WHAT NEEDS TO BE DONE >>
Could you report every line of the listing below that holds the word "unit"?

EXERCISE DATA >>
- Opening Delimiter -

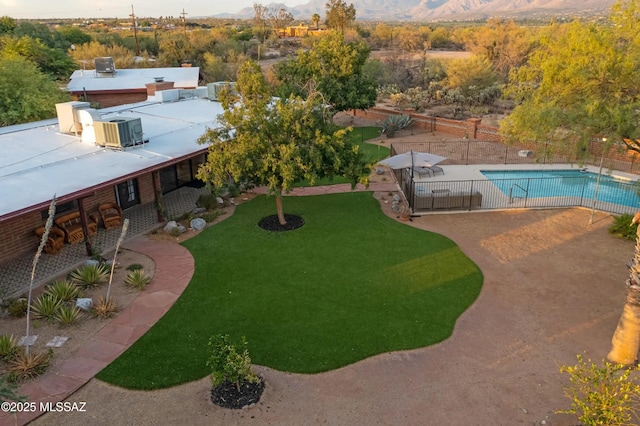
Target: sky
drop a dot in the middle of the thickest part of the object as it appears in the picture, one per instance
(40, 9)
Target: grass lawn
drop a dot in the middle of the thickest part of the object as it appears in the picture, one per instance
(372, 153)
(349, 284)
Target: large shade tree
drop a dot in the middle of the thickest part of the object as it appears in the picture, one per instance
(332, 67)
(276, 142)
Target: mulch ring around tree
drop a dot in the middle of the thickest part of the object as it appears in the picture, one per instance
(227, 395)
(271, 223)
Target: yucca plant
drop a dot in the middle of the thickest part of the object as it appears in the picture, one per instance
(105, 308)
(8, 347)
(46, 306)
(64, 290)
(68, 315)
(90, 275)
(138, 279)
(26, 366)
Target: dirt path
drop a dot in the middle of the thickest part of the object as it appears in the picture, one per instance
(553, 288)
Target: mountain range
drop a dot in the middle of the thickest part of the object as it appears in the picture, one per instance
(446, 10)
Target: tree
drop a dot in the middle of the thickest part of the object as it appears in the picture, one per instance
(26, 94)
(333, 68)
(581, 82)
(339, 15)
(276, 142)
(625, 343)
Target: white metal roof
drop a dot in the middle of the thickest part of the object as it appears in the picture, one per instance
(130, 79)
(37, 161)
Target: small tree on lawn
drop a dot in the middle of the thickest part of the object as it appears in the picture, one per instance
(276, 142)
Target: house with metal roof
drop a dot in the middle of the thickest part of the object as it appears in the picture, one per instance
(129, 155)
(105, 86)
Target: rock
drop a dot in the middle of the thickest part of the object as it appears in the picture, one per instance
(170, 226)
(84, 303)
(198, 223)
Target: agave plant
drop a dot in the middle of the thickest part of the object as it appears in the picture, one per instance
(90, 275)
(46, 306)
(8, 347)
(28, 365)
(105, 308)
(64, 290)
(393, 123)
(138, 279)
(68, 315)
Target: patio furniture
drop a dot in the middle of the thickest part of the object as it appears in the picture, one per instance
(71, 224)
(428, 171)
(55, 240)
(111, 214)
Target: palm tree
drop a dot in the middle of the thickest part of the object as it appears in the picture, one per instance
(626, 338)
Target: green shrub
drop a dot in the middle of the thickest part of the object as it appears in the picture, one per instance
(64, 290)
(602, 395)
(18, 308)
(8, 347)
(68, 315)
(227, 363)
(90, 275)
(138, 279)
(623, 228)
(46, 306)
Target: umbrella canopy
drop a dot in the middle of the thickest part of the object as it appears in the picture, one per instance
(412, 159)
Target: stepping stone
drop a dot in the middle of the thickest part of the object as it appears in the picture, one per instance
(28, 341)
(57, 341)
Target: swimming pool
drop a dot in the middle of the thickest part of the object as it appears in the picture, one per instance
(563, 183)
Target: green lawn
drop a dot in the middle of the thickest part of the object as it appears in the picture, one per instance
(349, 284)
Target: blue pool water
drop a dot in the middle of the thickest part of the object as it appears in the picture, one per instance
(564, 183)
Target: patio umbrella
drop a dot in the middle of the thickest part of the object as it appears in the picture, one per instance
(412, 159)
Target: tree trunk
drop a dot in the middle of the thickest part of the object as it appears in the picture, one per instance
(625, 343)
(281, 218)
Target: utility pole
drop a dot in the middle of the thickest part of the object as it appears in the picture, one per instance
(135, 31)
(184, 23)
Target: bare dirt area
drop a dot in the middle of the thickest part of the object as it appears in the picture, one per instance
(88, 325)
(553, 288)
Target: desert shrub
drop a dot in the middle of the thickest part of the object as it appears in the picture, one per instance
(46, 306)
(104, 308)
(64, 290)
(90, 275)
(210, 217)
(138, 279)
(27, 366)
(605, 395)
(623, 228)
(68, 315)
(228, 363)
(18, 308)
(207, 201)
(8, 347)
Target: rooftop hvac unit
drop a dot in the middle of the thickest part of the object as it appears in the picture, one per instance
(119, 133)
(68, 116)
(214, 89)
(105, 65)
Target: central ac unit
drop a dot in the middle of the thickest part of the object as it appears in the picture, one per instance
(119, 133)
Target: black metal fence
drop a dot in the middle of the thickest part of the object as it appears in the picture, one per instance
(613, 196)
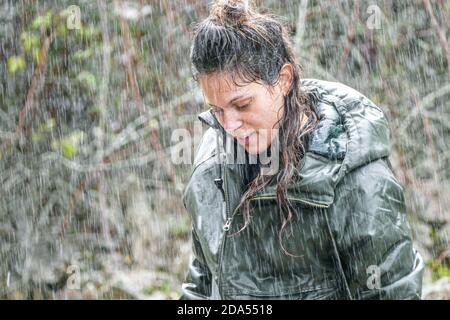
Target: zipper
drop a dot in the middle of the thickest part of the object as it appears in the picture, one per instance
(223, 188)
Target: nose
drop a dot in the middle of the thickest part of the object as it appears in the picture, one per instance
(231, 120)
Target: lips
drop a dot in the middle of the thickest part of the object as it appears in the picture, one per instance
(245, 139)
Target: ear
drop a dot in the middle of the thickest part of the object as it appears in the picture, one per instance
(285, 78)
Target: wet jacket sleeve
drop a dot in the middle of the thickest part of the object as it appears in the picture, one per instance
(197, 284)
(373, 236)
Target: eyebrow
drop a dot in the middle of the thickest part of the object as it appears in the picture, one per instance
(234, 99)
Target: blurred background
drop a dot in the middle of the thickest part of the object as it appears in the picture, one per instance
(91, 91)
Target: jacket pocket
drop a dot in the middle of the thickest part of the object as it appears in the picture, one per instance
(328, 292)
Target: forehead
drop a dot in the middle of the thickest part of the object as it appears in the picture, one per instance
(221, 86)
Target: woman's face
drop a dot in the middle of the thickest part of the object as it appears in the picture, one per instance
(249, 111)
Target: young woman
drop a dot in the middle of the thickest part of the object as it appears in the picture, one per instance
(330, 222)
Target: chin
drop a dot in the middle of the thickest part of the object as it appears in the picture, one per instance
(254, 150)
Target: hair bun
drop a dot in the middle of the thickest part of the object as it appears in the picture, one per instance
(231, 12)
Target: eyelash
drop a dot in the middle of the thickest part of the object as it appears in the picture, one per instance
(217, 111)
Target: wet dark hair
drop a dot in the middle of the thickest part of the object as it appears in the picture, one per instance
(253, 47)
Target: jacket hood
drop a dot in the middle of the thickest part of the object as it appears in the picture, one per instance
(352, 132)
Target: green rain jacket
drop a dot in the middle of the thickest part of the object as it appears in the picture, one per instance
(350, 234)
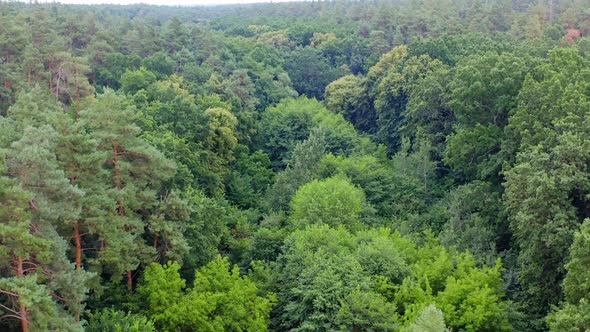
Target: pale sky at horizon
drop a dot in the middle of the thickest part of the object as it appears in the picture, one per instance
(163, 2)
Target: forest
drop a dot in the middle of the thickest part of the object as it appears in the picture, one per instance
(367, 165)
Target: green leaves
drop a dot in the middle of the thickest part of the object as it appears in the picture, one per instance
(220, 299)
(334, 201)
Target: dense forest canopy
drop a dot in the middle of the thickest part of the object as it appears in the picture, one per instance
(416, 165)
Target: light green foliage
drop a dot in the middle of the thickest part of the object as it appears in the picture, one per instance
(293, 119)
(378, 269)
(251, 177)
(333, 201)
(302, 168)
(431, 319)
(135, 80)
(220, 299)
(471, 299)
(111, 320)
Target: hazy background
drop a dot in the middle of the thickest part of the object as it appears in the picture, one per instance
(164, 2)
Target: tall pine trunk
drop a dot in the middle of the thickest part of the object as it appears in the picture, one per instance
(22, 309)
(120, 207)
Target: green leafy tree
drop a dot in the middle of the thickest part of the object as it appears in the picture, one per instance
(220, 299)
(333, 201)
(111, 320)
(573, 314)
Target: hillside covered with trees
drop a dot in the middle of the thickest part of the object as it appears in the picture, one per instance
(386, 165)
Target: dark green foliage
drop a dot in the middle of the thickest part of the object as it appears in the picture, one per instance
(310, 72)
(460, 126)
(111, 320)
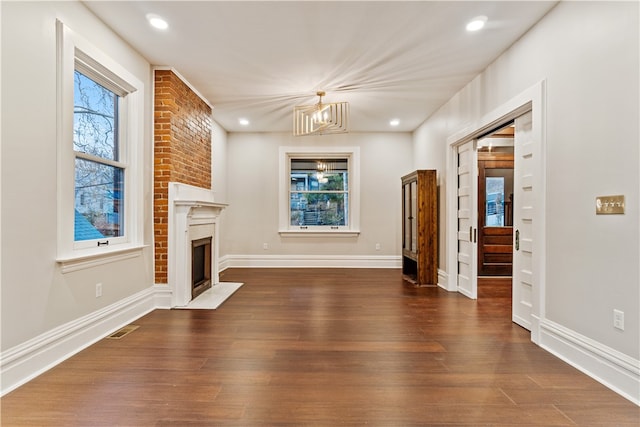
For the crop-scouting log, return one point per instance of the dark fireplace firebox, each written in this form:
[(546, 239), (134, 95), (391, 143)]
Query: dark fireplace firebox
[(200, 266)]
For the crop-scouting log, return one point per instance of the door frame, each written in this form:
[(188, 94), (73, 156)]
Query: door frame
[(532, 99)]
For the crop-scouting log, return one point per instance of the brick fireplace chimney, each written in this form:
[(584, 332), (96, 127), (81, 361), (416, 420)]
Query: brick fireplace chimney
[(182, 152)]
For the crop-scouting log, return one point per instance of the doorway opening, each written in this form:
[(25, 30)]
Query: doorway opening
[(495, 213)]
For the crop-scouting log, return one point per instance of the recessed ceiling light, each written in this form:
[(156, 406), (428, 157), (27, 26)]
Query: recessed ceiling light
[(477, 23), (157, 22)]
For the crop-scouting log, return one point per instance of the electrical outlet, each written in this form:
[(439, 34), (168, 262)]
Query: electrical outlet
[(618, 319)]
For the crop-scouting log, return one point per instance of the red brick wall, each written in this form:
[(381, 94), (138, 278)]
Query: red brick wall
[(182, 152)]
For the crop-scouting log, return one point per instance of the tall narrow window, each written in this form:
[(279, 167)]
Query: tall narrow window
[(99, 172), (100, 155)]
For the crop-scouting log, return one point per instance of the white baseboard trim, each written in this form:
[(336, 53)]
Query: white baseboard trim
[(613, 369), (310, 261), (443, 281), (22, 363)]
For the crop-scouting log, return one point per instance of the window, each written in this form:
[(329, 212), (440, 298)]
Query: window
[(100, 143), (99, 173), (319, 191)]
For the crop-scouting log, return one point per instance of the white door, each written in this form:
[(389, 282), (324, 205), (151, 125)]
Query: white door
[(467, 222), (523, 217)]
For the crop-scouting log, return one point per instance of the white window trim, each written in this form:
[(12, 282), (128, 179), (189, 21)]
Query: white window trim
[(73, 50), (353, 154)]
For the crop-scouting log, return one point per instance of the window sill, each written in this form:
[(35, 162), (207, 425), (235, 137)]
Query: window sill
[(319, 233), (89, 260)]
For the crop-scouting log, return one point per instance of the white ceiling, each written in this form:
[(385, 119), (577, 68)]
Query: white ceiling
[(257, 60)]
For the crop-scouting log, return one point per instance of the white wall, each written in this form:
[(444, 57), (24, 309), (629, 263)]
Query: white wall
[(588, 55), (252, 183), (36, 296)]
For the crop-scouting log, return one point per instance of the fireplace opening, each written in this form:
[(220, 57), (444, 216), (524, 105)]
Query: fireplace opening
[(200, 266)]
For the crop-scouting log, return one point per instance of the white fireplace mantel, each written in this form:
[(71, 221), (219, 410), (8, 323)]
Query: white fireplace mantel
[(193, 214)]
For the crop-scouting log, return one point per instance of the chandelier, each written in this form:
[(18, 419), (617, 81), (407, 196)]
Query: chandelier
[(321, 118)]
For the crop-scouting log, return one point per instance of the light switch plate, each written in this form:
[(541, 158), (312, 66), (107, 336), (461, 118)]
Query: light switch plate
[(608, 205)]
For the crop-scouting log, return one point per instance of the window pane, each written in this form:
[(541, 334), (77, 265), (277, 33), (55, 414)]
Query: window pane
[(98, 200), (319, 175), (319, 208), (319, 192), (494, 215), (94, 118)]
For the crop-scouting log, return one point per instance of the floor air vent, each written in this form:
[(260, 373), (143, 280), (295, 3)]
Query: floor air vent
[(120, 333)]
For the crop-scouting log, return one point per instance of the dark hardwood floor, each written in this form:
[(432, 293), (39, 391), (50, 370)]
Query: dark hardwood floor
[(322, 347)]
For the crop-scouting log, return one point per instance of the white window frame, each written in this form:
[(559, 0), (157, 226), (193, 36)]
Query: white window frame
[(76, 53), (353, 224)]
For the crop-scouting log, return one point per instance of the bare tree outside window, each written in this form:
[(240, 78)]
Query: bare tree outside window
[(99, 176)]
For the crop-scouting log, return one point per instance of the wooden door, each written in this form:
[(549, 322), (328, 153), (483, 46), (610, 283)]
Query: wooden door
[(524, 205), (467, 212), (495, 213)]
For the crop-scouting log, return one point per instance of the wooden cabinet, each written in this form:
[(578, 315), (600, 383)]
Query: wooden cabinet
[(420, 227)]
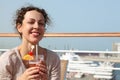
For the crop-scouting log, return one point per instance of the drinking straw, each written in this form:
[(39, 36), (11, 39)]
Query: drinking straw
[(36, 52)]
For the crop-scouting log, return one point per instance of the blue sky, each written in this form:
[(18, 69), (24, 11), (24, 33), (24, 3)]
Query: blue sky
[(68, 16)]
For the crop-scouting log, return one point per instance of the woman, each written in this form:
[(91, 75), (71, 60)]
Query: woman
[(30, 23)]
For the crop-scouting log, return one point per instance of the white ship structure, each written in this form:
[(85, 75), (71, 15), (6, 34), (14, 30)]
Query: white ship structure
[(101, 67)]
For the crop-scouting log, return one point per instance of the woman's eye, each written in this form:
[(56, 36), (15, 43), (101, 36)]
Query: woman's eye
[(41, 24), (31, 22)]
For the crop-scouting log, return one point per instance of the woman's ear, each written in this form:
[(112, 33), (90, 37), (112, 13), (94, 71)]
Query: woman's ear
[(19, 28)]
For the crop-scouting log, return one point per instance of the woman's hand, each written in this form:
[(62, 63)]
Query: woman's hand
[(43, 70), (31, 73)]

- Closing Delimiter -

RESPONSE BOX >>
Target: rooftop hvac unit
Target: central ac unit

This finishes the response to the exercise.